> **Task to carry out**
Transcribe the listing below word for word.

> **Data for review**
[Start of section]

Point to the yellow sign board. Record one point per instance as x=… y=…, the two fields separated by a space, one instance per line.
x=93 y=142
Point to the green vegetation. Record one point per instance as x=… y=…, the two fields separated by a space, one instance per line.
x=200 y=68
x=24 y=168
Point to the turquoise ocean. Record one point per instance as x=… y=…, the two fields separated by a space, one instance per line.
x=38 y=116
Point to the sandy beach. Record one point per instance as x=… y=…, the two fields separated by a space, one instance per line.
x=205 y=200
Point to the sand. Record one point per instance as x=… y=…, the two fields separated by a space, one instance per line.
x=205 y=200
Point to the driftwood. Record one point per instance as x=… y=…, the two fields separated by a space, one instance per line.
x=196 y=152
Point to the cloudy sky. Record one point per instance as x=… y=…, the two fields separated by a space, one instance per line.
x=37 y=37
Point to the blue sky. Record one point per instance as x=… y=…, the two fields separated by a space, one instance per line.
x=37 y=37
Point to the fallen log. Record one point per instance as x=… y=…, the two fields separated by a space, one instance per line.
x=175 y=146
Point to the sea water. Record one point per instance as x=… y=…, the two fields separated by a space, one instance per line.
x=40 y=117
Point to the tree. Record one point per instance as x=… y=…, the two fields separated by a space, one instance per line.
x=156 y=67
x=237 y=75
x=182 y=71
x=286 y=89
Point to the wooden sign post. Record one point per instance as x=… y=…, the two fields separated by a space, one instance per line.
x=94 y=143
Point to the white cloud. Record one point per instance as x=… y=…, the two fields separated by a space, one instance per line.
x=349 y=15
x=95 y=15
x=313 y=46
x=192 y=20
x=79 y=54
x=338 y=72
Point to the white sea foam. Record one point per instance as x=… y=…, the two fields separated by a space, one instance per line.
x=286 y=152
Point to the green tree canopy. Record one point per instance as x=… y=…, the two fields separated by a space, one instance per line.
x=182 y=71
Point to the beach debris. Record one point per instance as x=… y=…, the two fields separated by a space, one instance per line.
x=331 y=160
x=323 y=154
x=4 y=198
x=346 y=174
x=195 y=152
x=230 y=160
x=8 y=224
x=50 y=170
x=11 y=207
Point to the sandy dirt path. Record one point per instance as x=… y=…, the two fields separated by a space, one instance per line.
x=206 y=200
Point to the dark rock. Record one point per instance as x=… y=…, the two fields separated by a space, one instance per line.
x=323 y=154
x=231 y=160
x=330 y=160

[End of section]

> **Your solution**
Point to the yellow sign board. Record one point per instance as x=… y=…, the two fields separated by a space, one instance per line.
x=93 y=142
Point to the green vegetation. Record one point per instance as x=… y=…, the two fields separated by a space, one instance per line.
x=200 y=68
x=24 y=168
Point to the turquoise ocean. Record one point per instance as x=… y=…, the two fields separated by a space, one instance per line.
x=38 y=116
Point to the sandy beach. Record one point per instance as x=… y=…, the two fields separated by a space, one instance per line.
x=205 y=200
Point to the sand. Record one point per instance as x=… y=…, the two fields separated by a space, one instance per line.
x=205 y=200
Point to the driftwood. Record one point per instance as x=… y=…, the two fields separated by a space, one instance per line.
x=196 y=152
Point to the cloudy sky. Record one point per instance as x=… y=…, the two fields separated by a space, one instance per line.
x=37 y=37
Point to the blue sky. Record one point per instance as x=… y=…, the two fields separated by a space, one instance per line.
x=37 y=37
Point to the fallen log. Record one point per instance as x=… y=…, the two fields separated by a space, one instance per line.
x=175 y=146
Point to the sea water. Record one point per instance as x=… y=…, the two fields separated by a space, one instance per line.
x=40 y=117
Point to the tree. Record one point per instance as x=… y=…, the two fields separated by a space, one instance per line.
x=156 y=67
x=237 y=75
x=182 y=71
x=286 y=89
Point to the wooden sign post. Record one point per instance as x=… y=…, the two fields separated by a space, one instance per line.
x=94 y=143
Point to the white cloud. Record one point per instance as x=… y=…, the two fields separated by a space, one instance per line.
x=349 y=15
x=95 y=15
x=313 y=46
x=192 y=20
x=79 y=54
x=338 y=72
Point to the white sea foam. Record one point per instance as x=… y=…, the two fields separated by a space, one instance per line.
x=286 y=152
Point to the green tree canopy. Record one point per instance as x=… y=…, the two fields separated by a space, one instance per line.
x=182 y=71
Point to the beach debris. Record one point per instance as x=… y=…, the two fields separated by a space, one instance per line.
x=331 y=160
x=323 y=154
x=4 y=198
x=346 y=174
x=195 y=152
x=230 y=160
x=8 y=224
x=50 y=170
x=11 y=207
Point to the sandy dirt path. Record one point per instance as x=… y=…, the two fields separated by a space, one instance per line.
x=206 y=200
Point to the dark rock. Record one point per instance as x=… y=…, the two fields separated by a space, one instance per line.
x=323 y=154
x=231 y=160
x=330 y=160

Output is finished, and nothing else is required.